# [REQUIREMENT]
Set down, word for word, the stretch of lines from the one containing "In the photo above, where can the man" to the end of the records below.

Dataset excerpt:
'''
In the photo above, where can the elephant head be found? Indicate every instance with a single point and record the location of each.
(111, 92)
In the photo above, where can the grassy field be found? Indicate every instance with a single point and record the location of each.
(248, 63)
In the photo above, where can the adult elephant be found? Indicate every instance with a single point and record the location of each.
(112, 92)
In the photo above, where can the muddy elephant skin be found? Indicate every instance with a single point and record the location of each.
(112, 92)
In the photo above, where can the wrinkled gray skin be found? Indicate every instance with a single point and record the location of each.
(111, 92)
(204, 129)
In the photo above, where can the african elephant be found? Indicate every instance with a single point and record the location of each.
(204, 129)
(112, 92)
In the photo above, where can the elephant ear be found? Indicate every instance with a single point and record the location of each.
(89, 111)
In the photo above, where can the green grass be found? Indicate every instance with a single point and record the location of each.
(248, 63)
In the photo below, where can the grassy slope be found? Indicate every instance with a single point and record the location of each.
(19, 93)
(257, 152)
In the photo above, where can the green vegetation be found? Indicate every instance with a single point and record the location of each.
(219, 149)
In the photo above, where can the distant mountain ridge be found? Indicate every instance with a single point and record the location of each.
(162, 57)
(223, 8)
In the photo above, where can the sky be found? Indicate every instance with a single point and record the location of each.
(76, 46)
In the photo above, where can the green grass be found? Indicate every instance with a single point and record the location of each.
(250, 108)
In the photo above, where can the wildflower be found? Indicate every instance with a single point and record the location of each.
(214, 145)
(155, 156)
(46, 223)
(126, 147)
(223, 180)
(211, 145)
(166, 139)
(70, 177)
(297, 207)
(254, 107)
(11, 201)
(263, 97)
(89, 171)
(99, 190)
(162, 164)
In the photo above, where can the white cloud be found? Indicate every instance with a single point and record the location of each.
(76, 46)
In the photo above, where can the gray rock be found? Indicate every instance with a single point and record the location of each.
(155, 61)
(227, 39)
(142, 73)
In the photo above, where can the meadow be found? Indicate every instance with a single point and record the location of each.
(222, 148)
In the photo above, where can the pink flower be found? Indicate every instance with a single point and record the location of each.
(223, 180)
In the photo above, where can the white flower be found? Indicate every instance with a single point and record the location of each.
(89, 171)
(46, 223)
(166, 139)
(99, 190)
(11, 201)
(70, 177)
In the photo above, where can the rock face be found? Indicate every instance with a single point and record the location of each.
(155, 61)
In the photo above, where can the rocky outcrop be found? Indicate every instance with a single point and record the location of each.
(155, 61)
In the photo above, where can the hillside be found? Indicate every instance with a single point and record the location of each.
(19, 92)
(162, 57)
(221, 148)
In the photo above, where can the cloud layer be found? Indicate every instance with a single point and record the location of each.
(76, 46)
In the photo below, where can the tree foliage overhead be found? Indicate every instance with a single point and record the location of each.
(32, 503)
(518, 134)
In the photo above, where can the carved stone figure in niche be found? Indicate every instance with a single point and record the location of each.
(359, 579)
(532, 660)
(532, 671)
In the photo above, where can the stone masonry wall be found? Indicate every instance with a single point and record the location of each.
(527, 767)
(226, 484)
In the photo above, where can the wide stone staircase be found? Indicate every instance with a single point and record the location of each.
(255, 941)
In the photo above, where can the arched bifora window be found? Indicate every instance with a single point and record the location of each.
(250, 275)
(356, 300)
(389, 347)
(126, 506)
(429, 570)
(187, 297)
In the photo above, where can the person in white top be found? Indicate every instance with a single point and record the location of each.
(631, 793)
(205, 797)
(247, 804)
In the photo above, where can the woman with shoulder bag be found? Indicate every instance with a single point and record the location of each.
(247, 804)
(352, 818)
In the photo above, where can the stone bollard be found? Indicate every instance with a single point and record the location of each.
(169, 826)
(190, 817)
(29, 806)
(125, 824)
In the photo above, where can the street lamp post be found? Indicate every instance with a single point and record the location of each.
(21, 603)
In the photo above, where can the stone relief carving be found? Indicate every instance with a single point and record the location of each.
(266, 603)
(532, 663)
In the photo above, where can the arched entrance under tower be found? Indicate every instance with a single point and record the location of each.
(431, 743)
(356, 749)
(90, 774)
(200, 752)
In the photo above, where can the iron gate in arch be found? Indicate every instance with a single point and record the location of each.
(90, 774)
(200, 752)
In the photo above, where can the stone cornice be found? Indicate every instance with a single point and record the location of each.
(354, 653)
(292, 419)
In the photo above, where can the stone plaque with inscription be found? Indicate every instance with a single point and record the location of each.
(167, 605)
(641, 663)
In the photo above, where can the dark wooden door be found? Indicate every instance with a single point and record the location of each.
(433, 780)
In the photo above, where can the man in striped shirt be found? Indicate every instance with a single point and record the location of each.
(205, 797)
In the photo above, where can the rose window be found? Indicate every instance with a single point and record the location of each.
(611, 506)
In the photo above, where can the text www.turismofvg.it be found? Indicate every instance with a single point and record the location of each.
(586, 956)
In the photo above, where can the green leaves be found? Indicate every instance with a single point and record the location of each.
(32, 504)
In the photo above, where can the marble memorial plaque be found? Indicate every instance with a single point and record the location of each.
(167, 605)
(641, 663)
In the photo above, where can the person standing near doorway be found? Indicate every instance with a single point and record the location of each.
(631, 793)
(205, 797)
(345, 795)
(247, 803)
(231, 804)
'''
# [OUTPUT FOR THIS EXERCISE]
In the photo above, where can the man in striped shirt be found? Indicate every instance with a single point and record the location of each.
(205, 797)
In the photo above, where can the rose window be found? Indicate every instance with a single point and record the location of each.
(611, 506)
In the photo above, where can the text www.turismofvg.it be found? Indicate every instance with a single point and record the location of each.
(586, 956)
In the photo above, where can the green leaves be found? Indicate every instance with a single point and record the location of each.
(32, 504)
In the photo above, where can the marble memorial plaque be found? Indicate every instance with a single point and record the location of each.
(167, 605)
(641, 663)
In the photo above, where can the person standing near doorway be found? Indicate every instance with a single point and record the location of each.
(631, 793)
(205, 797)
(345, 795)
(247, 803)
(231, 804)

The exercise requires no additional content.